* [To be done] Filter the listing below and copy out every line that contains the string "woman".
───── Dataset excerpts ─────
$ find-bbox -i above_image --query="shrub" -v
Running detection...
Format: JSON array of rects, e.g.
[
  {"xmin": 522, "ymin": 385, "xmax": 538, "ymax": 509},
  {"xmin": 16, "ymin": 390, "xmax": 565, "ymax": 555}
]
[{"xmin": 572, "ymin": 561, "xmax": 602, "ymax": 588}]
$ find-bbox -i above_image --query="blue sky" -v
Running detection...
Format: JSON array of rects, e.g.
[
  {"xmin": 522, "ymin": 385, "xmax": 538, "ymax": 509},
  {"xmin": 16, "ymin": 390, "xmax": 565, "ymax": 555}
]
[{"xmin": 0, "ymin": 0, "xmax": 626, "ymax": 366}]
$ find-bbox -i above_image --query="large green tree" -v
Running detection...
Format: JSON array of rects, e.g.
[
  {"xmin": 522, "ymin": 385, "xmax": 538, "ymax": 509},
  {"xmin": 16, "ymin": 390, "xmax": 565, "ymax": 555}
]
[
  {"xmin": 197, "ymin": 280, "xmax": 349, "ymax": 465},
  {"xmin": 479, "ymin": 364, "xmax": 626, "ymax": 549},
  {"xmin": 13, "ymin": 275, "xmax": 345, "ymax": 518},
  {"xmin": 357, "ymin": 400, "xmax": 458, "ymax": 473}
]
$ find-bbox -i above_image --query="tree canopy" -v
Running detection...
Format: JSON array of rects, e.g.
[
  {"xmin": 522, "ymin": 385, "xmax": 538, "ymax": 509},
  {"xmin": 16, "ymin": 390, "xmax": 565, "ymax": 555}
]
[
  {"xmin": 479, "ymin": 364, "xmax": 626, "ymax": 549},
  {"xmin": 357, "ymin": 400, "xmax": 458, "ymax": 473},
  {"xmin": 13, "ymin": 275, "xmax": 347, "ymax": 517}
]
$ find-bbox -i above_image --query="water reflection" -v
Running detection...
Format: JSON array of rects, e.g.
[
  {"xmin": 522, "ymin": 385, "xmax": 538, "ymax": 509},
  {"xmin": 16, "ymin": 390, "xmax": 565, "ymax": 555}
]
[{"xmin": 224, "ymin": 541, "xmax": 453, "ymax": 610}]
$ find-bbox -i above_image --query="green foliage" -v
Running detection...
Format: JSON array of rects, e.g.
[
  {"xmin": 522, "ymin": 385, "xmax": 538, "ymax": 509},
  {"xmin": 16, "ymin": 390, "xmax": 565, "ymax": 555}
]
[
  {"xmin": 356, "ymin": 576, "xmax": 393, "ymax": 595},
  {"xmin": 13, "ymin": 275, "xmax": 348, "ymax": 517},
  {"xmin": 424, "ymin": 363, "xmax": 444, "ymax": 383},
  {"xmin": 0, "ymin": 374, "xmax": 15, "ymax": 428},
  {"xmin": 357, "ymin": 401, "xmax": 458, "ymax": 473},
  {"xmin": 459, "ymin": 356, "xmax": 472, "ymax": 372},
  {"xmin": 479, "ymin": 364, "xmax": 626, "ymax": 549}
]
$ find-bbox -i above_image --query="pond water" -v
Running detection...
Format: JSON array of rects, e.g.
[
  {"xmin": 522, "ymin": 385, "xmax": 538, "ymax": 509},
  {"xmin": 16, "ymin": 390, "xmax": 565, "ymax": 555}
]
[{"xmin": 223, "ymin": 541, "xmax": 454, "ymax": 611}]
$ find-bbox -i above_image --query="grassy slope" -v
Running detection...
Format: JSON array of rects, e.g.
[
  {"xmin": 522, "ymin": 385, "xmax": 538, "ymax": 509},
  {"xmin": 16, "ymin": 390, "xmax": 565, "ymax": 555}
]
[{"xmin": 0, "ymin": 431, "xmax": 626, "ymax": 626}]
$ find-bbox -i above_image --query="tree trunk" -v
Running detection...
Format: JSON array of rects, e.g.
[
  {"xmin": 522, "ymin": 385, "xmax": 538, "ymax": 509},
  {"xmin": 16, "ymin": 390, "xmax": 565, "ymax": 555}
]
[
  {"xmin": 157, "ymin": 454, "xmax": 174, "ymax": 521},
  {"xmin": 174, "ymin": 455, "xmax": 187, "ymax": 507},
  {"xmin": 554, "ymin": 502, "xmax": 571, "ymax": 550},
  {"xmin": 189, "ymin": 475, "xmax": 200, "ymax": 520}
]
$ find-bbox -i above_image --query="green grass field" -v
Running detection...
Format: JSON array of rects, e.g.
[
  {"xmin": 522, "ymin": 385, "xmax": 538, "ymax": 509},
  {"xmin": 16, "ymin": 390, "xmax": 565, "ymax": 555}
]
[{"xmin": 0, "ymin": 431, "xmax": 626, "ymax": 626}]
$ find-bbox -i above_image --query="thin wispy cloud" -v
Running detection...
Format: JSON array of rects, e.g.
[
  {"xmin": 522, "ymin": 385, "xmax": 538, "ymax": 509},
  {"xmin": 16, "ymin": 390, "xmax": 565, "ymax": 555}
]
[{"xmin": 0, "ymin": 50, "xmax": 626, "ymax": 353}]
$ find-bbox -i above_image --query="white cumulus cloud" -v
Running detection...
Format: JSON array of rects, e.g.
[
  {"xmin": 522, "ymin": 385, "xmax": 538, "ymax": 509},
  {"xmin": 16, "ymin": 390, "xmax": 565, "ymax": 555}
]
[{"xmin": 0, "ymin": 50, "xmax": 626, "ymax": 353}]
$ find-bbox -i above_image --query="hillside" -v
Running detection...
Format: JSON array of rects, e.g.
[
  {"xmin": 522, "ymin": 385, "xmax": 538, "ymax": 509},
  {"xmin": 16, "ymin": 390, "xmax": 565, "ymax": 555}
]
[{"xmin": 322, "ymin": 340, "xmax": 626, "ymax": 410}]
─────
───── Dataset excerpts ─────
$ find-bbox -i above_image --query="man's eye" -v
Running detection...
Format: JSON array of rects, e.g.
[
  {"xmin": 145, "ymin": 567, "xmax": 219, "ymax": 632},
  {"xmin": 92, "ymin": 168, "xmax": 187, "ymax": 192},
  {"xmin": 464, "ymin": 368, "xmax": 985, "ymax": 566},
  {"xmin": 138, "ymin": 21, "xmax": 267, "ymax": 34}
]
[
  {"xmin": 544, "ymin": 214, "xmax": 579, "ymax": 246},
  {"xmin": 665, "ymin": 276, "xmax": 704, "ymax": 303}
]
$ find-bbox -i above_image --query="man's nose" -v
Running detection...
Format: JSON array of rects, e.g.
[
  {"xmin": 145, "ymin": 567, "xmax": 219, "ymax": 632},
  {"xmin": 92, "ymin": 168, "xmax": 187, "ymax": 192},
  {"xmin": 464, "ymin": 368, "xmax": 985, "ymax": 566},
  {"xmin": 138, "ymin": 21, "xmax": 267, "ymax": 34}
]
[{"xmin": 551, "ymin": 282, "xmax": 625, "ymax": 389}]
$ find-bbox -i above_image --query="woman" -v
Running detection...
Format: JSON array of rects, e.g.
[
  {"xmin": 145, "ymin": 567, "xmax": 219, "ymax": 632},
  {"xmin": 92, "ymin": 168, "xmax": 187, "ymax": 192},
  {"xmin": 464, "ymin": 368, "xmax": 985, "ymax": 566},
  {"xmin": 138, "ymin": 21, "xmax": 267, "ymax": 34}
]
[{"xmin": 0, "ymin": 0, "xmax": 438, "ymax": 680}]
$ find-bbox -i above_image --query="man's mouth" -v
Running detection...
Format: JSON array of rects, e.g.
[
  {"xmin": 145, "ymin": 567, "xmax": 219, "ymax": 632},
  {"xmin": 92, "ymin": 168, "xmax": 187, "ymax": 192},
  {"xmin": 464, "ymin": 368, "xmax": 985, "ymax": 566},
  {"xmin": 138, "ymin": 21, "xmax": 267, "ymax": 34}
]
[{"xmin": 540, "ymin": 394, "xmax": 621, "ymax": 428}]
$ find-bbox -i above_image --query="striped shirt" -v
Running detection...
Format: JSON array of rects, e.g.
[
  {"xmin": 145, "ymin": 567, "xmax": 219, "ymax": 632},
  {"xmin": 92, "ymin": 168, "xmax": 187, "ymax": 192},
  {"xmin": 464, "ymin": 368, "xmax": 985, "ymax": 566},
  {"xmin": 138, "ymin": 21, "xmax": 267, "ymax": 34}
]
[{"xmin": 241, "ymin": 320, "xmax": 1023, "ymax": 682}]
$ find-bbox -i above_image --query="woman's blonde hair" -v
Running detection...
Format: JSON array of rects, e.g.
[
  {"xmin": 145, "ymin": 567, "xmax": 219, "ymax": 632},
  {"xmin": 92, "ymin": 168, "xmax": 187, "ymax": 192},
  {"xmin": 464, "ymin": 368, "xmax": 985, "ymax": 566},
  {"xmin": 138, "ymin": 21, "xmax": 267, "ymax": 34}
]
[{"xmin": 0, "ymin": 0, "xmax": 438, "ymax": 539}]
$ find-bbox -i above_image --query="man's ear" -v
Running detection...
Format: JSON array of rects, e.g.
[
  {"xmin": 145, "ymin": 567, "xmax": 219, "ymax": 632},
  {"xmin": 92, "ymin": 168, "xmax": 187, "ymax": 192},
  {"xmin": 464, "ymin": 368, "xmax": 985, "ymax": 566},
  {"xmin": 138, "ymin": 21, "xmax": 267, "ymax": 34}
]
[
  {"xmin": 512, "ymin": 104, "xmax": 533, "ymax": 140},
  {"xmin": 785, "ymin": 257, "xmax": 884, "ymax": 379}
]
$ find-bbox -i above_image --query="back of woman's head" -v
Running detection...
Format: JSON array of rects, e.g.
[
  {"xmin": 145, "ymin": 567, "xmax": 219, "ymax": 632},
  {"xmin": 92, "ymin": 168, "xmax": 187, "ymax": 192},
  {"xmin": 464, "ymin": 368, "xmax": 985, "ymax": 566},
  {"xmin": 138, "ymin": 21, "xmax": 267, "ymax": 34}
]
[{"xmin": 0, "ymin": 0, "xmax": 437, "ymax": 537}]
─────
* [Response to the task]
$ find-bbox -i above_image --query="woman" -v
$ find-bbox -i above_image --query="woman's blonde hair" -v
$ find-bbox -i above_image --query="back of woman's head" -v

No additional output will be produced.